Stored entries
--------------------------------------------------
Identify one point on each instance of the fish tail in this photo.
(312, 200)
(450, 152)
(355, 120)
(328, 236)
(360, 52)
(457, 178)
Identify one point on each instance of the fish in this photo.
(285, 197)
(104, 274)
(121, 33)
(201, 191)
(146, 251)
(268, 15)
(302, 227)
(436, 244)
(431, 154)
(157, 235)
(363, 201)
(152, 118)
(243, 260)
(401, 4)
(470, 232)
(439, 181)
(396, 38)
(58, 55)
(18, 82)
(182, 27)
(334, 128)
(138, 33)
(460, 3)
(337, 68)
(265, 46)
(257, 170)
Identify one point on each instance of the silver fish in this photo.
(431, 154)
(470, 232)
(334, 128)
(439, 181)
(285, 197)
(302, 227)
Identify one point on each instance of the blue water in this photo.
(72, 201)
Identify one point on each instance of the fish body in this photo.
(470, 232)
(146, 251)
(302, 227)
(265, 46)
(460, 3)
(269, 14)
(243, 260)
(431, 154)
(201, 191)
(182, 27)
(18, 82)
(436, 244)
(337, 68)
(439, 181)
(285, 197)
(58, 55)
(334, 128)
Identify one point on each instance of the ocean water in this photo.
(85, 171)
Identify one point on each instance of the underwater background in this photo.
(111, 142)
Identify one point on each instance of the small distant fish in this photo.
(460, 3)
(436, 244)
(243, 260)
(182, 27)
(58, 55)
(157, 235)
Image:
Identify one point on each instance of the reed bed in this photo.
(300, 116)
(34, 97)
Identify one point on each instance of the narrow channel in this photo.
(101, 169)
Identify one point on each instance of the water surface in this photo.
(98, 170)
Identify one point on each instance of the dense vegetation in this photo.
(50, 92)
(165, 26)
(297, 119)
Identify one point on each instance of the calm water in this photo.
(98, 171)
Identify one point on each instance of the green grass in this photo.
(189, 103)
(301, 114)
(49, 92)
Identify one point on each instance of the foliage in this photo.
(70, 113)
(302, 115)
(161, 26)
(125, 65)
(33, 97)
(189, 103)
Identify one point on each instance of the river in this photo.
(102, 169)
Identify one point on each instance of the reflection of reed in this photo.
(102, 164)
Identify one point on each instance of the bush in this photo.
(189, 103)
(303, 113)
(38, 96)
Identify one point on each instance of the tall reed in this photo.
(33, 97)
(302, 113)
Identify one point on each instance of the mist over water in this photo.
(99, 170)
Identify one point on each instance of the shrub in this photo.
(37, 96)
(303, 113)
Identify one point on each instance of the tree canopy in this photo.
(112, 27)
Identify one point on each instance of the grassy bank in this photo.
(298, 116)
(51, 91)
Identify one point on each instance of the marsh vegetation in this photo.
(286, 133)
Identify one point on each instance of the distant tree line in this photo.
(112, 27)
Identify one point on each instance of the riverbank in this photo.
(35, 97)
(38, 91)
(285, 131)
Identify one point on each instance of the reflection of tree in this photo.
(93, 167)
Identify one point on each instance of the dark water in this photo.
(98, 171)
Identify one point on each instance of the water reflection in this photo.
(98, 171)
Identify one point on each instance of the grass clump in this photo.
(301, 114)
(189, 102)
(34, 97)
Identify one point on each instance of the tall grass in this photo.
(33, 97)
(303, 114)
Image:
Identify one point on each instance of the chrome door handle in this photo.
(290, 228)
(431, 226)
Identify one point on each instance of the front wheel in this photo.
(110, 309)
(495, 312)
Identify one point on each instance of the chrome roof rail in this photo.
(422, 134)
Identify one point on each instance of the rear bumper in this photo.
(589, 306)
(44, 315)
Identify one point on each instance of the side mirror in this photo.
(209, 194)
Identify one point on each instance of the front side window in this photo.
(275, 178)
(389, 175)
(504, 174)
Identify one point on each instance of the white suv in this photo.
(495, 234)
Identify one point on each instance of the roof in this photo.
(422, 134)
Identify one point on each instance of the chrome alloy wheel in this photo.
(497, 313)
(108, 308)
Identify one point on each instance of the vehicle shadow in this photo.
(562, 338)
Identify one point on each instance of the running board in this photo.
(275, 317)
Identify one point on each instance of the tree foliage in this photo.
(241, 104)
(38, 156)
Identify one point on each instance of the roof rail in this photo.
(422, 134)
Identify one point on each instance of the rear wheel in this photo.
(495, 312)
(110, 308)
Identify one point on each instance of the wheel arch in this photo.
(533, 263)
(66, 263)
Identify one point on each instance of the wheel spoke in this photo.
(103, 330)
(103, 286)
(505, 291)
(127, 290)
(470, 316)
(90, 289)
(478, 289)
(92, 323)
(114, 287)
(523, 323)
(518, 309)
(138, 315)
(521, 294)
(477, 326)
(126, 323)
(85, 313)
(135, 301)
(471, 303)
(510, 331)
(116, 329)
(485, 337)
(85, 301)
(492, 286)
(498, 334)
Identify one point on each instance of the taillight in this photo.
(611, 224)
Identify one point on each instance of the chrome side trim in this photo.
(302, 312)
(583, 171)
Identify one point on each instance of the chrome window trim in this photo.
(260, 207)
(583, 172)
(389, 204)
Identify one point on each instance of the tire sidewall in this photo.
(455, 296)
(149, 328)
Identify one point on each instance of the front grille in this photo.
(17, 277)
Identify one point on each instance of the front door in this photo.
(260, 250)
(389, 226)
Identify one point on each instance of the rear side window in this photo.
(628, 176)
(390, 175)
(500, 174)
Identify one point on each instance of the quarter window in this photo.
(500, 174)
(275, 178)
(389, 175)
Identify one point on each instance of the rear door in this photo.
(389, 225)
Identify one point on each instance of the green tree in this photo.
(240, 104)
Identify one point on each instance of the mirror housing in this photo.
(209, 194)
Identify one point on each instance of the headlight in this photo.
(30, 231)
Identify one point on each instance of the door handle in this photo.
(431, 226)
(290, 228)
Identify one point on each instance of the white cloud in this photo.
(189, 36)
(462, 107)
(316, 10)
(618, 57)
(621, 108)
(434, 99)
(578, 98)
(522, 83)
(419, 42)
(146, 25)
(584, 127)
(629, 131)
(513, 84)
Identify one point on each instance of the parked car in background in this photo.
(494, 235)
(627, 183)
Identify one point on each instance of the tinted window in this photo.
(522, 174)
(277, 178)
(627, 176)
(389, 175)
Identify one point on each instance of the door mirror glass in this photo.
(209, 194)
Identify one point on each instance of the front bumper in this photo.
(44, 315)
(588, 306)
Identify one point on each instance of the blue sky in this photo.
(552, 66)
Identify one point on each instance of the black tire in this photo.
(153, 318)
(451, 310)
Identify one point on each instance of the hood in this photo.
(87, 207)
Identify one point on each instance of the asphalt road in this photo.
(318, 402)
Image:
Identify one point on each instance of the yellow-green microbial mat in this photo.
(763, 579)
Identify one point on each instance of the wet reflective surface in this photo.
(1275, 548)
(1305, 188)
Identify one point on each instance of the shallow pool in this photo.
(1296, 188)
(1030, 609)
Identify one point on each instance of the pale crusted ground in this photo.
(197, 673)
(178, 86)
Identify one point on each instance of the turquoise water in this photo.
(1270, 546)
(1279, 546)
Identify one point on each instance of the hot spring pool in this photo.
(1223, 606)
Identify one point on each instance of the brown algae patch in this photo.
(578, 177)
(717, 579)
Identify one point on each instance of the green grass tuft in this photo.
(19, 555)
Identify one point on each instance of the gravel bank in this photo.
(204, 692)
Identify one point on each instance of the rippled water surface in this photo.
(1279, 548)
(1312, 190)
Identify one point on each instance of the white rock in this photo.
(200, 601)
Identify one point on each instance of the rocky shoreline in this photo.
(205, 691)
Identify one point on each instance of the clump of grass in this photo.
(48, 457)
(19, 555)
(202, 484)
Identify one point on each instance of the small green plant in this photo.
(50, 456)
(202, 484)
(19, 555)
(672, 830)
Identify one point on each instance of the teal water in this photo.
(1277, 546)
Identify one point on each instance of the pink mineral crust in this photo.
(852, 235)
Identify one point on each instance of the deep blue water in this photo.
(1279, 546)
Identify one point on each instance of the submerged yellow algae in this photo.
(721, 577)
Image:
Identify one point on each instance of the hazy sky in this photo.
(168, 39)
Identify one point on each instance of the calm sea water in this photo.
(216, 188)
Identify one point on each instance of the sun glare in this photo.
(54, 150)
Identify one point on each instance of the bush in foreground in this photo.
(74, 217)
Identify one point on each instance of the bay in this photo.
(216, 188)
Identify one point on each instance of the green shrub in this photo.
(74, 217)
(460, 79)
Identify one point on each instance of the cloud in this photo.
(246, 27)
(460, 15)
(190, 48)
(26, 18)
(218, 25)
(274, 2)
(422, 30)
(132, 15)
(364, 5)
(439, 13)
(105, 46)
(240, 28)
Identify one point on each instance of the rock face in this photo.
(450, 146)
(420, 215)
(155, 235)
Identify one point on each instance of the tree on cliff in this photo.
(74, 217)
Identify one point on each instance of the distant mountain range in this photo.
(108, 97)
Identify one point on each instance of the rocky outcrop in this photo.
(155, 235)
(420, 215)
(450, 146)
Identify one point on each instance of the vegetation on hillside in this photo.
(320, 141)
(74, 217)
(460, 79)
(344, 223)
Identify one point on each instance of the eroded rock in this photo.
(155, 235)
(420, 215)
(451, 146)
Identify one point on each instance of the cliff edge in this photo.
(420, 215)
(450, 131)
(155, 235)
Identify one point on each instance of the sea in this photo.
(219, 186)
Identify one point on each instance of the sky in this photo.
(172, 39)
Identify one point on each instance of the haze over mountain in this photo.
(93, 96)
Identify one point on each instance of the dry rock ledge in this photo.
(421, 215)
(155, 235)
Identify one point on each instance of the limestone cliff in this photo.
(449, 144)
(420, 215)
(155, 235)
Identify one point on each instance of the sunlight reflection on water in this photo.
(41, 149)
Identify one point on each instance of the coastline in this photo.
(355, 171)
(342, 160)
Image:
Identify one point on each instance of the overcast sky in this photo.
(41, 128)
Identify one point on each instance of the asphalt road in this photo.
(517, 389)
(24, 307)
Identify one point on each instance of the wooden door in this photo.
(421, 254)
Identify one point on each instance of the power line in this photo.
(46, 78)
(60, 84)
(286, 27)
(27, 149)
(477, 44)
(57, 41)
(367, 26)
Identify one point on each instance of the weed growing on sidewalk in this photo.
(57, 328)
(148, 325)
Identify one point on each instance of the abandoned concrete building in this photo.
--------------------------------------------------
### PROBLEM REQUIREMENTS
Retype exactly, please, each line from the line that contains "Identify one point on each instance of the haze" through the last line of the entries above, with nothing added.

### RESPONSE
Identify one point on each instance of the haze over mountain in this photo.
(93, 96)
Identify one point on each instance of the dry rock ledge in this photo.
(421, 215)
(155, 235)
Identify one point on each instance of the limestone cliff in this photo.
(449, 144)
(420, 215)
(155, 235)
Identify one point on each instance of the sunlight reflection on water in this photo.
(41, 149)
Identify one point on each instance of the coastline in this photo.
(355, 171)
(342, 160)
Image:
Identify one point on each instance of the overcast sky in this photo.
(41, 128)
Identify one point on each instance of the asphalt road in this photo.
(517, 389)
(24, 307)
Identify one point on each instance of the wooden door in this photo.
(421, 254)
Identify one point on each instance of the power line in this photo.
(46, 78)
(60, 84)
(286, 27)
(27, 149)
(477, 44)
(57, 41)
(367, 26)
Identify one point on each instance of the weed growing on sidewalk in this photo.
(57, 328)
(148, 325)
Identify one point on each instance of the abandoned concrete building in this photo.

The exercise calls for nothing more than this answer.